> **Input material**:
===============

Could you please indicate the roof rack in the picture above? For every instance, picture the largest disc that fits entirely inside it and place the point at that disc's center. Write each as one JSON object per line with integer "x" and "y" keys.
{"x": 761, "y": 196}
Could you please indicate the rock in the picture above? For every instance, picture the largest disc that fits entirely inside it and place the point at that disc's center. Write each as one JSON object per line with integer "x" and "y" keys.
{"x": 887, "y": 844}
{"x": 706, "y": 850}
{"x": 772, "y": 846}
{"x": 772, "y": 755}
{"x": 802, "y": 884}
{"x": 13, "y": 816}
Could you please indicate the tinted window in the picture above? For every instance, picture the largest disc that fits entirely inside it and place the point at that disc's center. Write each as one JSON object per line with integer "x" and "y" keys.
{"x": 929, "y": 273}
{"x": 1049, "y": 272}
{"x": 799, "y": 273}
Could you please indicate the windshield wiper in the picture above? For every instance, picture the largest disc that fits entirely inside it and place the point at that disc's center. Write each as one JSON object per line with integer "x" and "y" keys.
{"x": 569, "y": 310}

===============

Please rescale all the records above and write out every line again, requests included, multiplying each x and y coordinate in the answers by 0.65 and rounding to the nearest whole number, with halves rounded up. Leave the requests and their format samples unchanged.

> **Reply to the task**:
Could you please indicate the roof rack in the picture above? For every instance, picture the largest disc that fits entirely inside it and place the point at that disc's center. Write each as one JSON object per line with integer "x" and "y" keys.
{"x": 495, "y": 127}
Could you please indicate the rock in the picture above? For every instance, picture the largest disc that fits entirely inside it and place the point at that disc's center. Write each as one JSON object per line with integer "x" and "y" keys.
{"x": 577, "y": 549}
{"x": 459, "y": 553}
{"x": 502, "y": 550}
{"x": 502, "y": 491}
{"x": 521, "y": 575}
{"x": 8, "y": 530}
Could you please indicate the tinted window in the picture above? For every instance, picture the largest disc that fits entirely inside it and place the point at that disc's center. Write each as one JSON object per line with integer "x" and "y" keys.
{"x": 604, "y": 177}
{"x": 682, "y": 177}
{"x": 519, "y": 177}
Could you please indicate the windshield wiper in the picture above? For every instance, picture the largest disc that fits entirely inside it and place the point at that disc's center. Write each as one JSON object per line with integer "x" and "y" keys.
{"x": 370, "y": 202}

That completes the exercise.